> **Requirements**
The records that follow are to be transcribed in full, without their images.

> **Provided records**
+++++
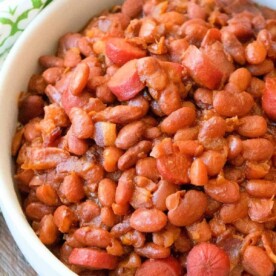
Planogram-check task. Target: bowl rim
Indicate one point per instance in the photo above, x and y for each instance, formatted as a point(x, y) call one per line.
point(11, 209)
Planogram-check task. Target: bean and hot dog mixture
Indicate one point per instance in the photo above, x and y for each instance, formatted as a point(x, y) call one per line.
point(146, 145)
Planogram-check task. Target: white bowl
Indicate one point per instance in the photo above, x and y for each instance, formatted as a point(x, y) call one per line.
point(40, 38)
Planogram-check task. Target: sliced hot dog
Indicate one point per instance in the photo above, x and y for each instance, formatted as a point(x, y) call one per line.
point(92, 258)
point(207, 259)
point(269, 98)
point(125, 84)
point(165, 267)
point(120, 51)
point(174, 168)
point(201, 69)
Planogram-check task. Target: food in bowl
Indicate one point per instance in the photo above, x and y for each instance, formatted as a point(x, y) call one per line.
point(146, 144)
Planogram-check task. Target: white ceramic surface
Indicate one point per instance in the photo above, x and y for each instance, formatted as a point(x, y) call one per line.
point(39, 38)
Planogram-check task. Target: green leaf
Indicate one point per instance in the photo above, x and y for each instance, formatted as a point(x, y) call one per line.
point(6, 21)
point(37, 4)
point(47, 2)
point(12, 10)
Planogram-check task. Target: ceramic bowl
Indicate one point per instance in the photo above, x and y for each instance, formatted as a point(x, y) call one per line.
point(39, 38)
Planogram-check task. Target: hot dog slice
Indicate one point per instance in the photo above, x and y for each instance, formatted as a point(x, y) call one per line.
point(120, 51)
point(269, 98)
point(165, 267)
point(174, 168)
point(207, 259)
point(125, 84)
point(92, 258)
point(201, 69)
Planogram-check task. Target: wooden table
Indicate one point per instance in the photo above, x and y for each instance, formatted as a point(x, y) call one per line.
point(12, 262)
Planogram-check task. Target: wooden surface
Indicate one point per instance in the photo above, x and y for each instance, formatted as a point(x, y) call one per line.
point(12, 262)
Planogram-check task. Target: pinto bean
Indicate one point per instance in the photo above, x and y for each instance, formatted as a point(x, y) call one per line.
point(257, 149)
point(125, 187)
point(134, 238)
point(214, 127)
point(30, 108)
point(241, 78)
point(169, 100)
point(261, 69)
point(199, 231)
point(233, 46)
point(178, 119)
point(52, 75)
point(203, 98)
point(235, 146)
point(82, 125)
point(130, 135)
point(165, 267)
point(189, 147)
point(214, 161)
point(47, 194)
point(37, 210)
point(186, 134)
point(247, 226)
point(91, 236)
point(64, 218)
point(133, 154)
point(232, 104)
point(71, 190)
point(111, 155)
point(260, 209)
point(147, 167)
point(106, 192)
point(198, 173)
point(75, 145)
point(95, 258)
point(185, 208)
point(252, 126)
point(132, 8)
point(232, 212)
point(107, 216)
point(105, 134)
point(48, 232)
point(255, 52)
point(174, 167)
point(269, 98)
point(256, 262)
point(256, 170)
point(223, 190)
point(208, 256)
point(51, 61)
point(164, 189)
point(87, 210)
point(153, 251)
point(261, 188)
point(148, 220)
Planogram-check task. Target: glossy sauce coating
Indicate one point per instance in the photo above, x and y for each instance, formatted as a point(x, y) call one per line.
+++++
> **Response for this exercise**
Planogram-check task. Target: bowl rim
Indicate one point per instance in the photo above, x and y for each instance, formatted as a point(x, y) call one per line.
point(11, 209)
Planogram-check task. Target: bean and hot dog mixture
Indicate one point per instance in the photo above, x and y for each instance, formatted as a point(x, y) call one per line.
point(146, 145)
Planogram-check task. Target: white bowl
Indicate one point per instance in the photo above, x and y for each instance, formatted as a point(x, y) call one per line.
point(40, 38)
Planogram-check task. Target: sliced hot dog
Indicate one point per instance in the photo above, x and y for each instance, formatted as a point(x, y) call one per line.
point(92, 258)
point(207, 259)
point(269, 98)
point(125, 84)
point(165, 267)
point(120, 51)
point(174, 168)
point(201, 69)
Planogram-check task. Target: food in bowl
Indicate one point per instance in the photo above, x and y for each instance, formatted as a point(x, y) call one per line.
point(146, 144)
Planogram-check task. Target: white ceramic surface
Indicate one point per instance in the photo above, x and y for each instance, formatted as a point(x, y) call one per line.
point(39, 38)
Planogram-check task. Target: green leaf
Indicate one point per instance in the photo above, x and y for each instance, formatted as a point(x, y) call one per line.
point(6, 21)
point(37, 4)
point(47, 2)
point(12, 10)
Planogram-check task. Target: ceramic bowl
Indicate one point per instance in the photo above, x and y for each instance, formatted as a point(x, y) call one per line.
point(39, 38)
Planogram-check task. Target: hot dog slice
Indicate one point per instance in the photo above, x and y for each instance, formatted as a point(x, y) call one per line.
point(120, 51)
point(269, 98)
point(165, 267)
point(174, 168)
point(207, 259)
point(125, 84)
point(92, 258)
point(201, 69)
Planogram-check task. Target: wooden table
Indicate one point per instance in the photo above, x and y for each instance, formatted as a point(x, y) call one per line.
point(12, 262)
Planogram-check task. Target: wooden surface
Indicate one point per instance in the photo above, x and y for each instance, formatted as a point(x, y) call one per line.
point(12, 262)
Planogram-check task. Target: pinto bean
Indicate one point per instance in the photo above, x and y for each instance, formatted as a point(x, y) call one per line.
point(257, 149)
point(125, 187)
point(134, 238)
point(214, 127)
point(30, 108)
point(241, 78)
point(169, 100)
point(261, 69)
point(199, 231)
point(233, 46)
point(178, 119)
point(52, 75)
point(203, 98)
point(235, 146)
point(82, 125)
point(130, 135)
point(165, 267)
point(189, 147)
point(214, 161)
point(47, 194)
point(37, 210)
point(186, 134)
point(247, 226)
point(91, 236)
point(64, 218)
point(133, 154)
point(232, 104)
point(71, 190)
point(111, 155)
point(260, 209)
point(147, 167)
point(106, 192)
point(198, 173)
point(75, 145)
point(95, 258)
point(185, 208)
point(252, 126)
point(132, 8)
point(232, 212)
point(107, 216)
point(105, 134)
point(48, 232)
point(255, 52)
point(174, 167)
point(269, 98)
point(256, 262)
point(256, 170)
point(223, 190)
point(208, 256)
point(51, 61)
point(164, 189)
point(87, 210)
point(153, 251)
point(261, 188)
point(148, 220)
Planogram-check task. Target: glossy sauce coating
Indicate one point per instance in the photo above, x and y for each instance, formatted as a point(x, y) call one per line.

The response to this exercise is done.